Assigned task
Lines in the entries below where the word "single" shows up should each be copied.

Exercise data
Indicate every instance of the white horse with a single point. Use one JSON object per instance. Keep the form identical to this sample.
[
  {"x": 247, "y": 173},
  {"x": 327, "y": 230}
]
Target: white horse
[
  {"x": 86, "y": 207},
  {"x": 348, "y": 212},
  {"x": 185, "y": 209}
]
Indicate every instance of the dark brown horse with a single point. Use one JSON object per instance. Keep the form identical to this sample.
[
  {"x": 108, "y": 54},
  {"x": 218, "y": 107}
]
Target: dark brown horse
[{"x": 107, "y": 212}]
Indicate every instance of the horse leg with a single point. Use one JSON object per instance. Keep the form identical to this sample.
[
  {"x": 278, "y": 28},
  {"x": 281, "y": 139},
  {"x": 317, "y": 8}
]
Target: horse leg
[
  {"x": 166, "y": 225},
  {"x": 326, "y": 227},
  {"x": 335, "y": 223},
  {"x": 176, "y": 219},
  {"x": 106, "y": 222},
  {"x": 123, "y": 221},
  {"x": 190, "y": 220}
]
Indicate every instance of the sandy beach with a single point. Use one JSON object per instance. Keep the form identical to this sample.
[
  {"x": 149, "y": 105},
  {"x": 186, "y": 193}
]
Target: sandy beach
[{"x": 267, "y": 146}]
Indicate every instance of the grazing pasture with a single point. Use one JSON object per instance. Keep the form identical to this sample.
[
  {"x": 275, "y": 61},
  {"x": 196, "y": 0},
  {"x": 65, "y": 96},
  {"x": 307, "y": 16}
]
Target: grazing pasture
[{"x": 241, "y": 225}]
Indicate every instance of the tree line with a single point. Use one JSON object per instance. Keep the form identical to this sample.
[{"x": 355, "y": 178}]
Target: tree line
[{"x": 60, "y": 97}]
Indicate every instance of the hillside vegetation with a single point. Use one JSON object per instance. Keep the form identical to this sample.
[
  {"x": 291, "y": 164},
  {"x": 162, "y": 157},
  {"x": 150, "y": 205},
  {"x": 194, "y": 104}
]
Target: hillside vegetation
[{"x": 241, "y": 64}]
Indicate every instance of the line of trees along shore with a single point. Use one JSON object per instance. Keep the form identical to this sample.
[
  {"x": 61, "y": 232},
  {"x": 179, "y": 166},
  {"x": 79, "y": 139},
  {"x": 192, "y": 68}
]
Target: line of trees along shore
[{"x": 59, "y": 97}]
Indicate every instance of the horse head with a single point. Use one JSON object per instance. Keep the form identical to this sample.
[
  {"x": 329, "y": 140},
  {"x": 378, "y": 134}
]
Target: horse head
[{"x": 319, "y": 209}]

---

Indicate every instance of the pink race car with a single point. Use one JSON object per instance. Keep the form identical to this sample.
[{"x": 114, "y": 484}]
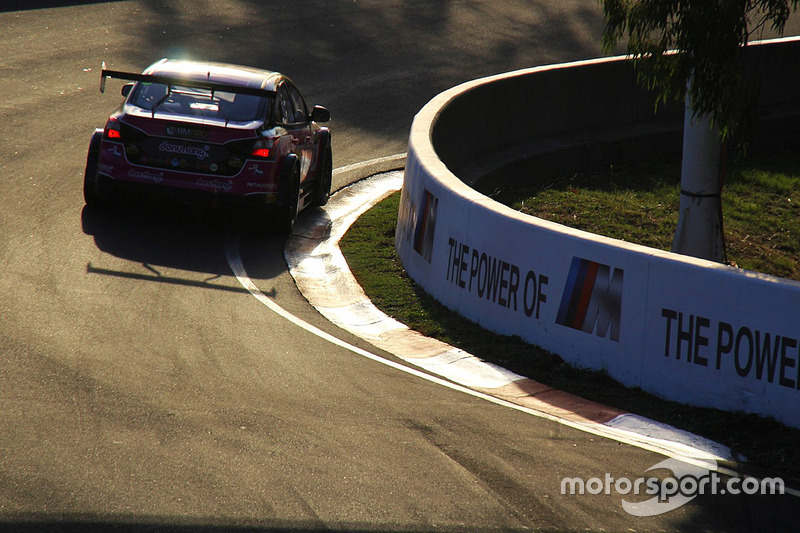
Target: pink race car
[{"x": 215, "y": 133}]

---

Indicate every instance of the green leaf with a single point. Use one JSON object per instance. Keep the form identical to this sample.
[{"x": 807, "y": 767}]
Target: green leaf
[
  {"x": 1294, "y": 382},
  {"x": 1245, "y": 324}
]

Solution to the problem
Indicate every instance of the white horse with a single point. Use one JSON object per instance. Keep the form identical to this sample.
Indicate every instance of the dark brown horse with a single point. Use one JSON object per instance. Keep the form identical to this sample.
Indicate every instance of the horse leg with a single point. Use one JSON object per instance. Keep the form identical to this sample.
Indicate every instance of the sandy beach with a single point. Use one JSON object per instance. Keep the form identical to this sample.
Indicate every instance of the grazing pasture with a single point. Use one JSON object per instance. Keep the form identical to this sample.
Indicate every instance of the tree line with a single point. Use one JSON object per instance. Keep the form identical to this sample.
Indicate every instance of the hillside vegetation with a single point. Use one JSON object per instance. Keep the form identical to this sample.
Indicate every instance of the line of trees along shore with a single point. Use one JSON object per instance. Keep the form identical to this sample.
Indicate every instance of the horse head with a single point. Use one JSON object per instance. Keep the form identical to this sample.
Indicate every instance of the pink race car with a single point. Use one JSON object per instance. Keep the form identical to this sample.
Indicate every instance of the green leaf with a single point. Use one JSON object per instance. Keep the form identical to this sample.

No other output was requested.